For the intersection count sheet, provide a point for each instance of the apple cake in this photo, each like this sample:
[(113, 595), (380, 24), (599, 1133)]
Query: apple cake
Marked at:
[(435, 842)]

* * *

Exercise: Write out the lines above verbatim, without any changes.

Final result:
For the intersection count sheet, provide a point for each instance of the apple cake in this photo, each like this sample:
[(113, 595), (380, 24), (599, 1133)]
Query: apple cake
Marked at:
[(435, 842)]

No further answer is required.